- [Stated goal A]
Using the passage on gut feeling and the discursive mind below, answer each of these on its own line:
(i) What does the passage say you bring to bear after the required gut check?
(ii) How long does it usually take for such a person to come face to face with their own insecurities?
(iii) What date and time appear with the post by Gym climber?
- [Stated goal B]
In the passage on gut feeling and the discursive mind below, rewrite more briefly the paragraph that begins "If you want to see how the discursive mind", keeping its main points.
— begin Excerpted passage —
What the hell is this life that we have unfolding before and inside of us. When we hear objective descriptions it's not really addressing the question at all, and we all know it in our gut.

First sentence, well that's the $64M question, now isn't it. All of science and of course our history of religions in large part are a response to it. Second sentence, it's a shame you choose to phrase so much of your postings like this, it's such a losing strategy.


If you want to see how the discursive mind runs a very jealous ship, just look at the last sentense. Of course anything but staunch reasoning is "a losing strategy," although even Fruity doesn't actually live his life like this. If he has kids, we can be sure that he uses his "gut" to get a feel for where they are in life and what he should or should not do. Trying to avoide sensing into the intuitive and feeling tones (NOT emotionality) is to ignore life as a living organism and to treat it as a thing or a machine. The discursive powers are what you bring to bear AFTER you have done the required gut check. Miss the gut check, and get played by life as a kind of autistic fool.

---


What's more, the same slavery to the discursive mind is seen in this post:

-
Question: What the hell is this life that we have unfolding before and inside of us.

Answer: Seems like a reasonable question to me, although to some it might be like trying to explain a joke to Mr Spock. Either you're awed by the mystery, or not. Too bad, though, this field of study is dominated by bizarre fantasies, and populated by charlatans and the insecure people who follow them.



Trying to explain a joke to Mr. Spock is of no value because Spock is basically autistic and doesn't generate emotions, which are our personal barometer per our surroundings and our internal goings on. Here is another poor fellow cut off from his own personal process believing that evaluating things as a machine is actually an advantage, while the discursive mind unconsciously heaps virtue on doing just that.

Lastly, we're back to the entire field of the subjecive arts being "populated by charletans and insecure people."

-


This last bit is dishonest because it is drawn on no personal experience at all, but is most likely the common speculation that people in meditation halls are escapists motivated by the selfsame stuff of religious freaks.

I have no idea how the person who wrote that silly stuff came to those conclusions, but I would invite her to our Sangha to check those insecurities she envisions in others. It usually takes about five to ten minutes for such a person to come face to face with their own. That's the surface layer we all work with. The idea that the strong and manly and "together" dudes find all of this internal stuff untoward and needless is often - but by no means always - the mark of the narcisist, the alcoholic, and the poor sap "bound by self," sectectly terrified of peering within, and perfectly content to remain ignorant to their own corners, ramparts and gullies.

As they say, the work is certinly not for everyone, but it certainly isn't that way for the jackass reasons provided above. Again, the real shame here is that these evaluations are made befor a person has done any personal research. A guess will get you nowhere in this work,

JL
High Fructose Corn Spirit

Gym climber
Potemkin Village
Jun 6, 2013 - 09:10am PT
even Fruity doesn't actually live his life like this. If he has kids, we can be sure that he uses his "gut" to get a feel for where they are in life and what he should or should not do.
— end Excerpted passage —
— begin Dataset extract —
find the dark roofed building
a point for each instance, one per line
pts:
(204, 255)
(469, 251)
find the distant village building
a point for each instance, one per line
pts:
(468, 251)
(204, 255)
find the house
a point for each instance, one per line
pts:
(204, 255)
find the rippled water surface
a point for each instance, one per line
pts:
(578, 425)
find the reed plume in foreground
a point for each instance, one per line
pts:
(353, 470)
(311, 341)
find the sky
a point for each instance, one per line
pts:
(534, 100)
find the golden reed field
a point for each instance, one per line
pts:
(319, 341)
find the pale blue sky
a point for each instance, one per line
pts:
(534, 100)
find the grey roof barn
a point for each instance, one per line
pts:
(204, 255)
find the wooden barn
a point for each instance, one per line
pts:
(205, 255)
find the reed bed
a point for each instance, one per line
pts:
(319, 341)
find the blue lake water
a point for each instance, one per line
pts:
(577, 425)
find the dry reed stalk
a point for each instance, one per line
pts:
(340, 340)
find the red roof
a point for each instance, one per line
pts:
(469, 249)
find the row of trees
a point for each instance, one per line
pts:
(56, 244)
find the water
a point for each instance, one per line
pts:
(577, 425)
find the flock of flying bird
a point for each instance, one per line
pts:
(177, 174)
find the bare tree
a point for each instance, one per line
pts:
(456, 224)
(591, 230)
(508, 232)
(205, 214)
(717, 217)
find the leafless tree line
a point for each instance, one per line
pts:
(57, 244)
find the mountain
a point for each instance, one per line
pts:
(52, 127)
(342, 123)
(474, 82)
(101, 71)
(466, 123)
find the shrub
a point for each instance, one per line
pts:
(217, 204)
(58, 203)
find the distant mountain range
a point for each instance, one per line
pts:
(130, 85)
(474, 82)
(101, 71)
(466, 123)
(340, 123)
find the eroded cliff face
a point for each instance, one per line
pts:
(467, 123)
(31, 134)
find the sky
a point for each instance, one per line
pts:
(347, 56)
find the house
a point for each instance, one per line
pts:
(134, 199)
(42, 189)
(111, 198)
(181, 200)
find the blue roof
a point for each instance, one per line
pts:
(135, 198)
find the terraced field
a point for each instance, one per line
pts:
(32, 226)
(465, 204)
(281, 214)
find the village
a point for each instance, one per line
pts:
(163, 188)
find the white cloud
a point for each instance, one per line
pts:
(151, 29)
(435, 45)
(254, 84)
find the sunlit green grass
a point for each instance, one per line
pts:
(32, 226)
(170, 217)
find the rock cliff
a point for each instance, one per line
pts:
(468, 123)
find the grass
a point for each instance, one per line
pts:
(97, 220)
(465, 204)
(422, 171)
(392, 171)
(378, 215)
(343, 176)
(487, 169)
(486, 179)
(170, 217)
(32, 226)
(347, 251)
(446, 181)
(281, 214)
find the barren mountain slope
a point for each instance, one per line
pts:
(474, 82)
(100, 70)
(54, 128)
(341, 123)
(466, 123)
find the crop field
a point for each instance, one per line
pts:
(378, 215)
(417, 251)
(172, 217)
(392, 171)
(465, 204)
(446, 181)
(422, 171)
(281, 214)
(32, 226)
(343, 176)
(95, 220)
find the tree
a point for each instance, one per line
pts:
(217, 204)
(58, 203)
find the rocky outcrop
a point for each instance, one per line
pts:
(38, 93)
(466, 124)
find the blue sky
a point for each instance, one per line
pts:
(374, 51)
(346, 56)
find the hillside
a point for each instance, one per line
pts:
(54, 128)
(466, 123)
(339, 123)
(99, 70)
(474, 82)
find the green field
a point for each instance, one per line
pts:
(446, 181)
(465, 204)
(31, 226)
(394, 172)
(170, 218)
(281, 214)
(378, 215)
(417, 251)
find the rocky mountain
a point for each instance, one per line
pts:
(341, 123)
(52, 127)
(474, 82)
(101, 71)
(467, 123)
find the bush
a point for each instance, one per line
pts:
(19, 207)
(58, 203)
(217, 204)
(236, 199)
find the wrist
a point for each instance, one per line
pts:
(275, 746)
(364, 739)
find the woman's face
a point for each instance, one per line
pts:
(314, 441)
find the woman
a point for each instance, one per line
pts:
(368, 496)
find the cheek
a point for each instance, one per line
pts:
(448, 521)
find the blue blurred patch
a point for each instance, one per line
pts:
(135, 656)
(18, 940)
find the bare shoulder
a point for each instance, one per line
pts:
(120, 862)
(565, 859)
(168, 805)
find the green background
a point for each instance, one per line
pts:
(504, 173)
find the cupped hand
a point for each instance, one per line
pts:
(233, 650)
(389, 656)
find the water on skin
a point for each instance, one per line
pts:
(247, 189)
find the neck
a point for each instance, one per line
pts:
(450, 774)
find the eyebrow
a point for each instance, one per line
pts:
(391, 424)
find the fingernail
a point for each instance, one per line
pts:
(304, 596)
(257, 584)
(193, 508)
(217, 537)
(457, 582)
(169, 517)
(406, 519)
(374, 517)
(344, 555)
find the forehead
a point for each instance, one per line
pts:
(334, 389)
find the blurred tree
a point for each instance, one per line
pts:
— end Dataset extract —
- [Written response A]
(i) The discursive powers.
(ii) About five to ten minutes.
(iii) Jun 6, 2013 - 09:10am PT.

- [Written response B]
The last sentence shows how jealously the discursive mind rules. It labels anything but staunch reasoning "a losing strategy," yet even Fruity doesn't live that way: if he has kids, he surely uses his gut to sense where they are in life and what to do. Avoiding intuitive and feeling tones (not emotionality) treats life as a thing or machine rather than a living organism. Discursive powers belong after the gut check. Skip that check, and life plays you for a fool.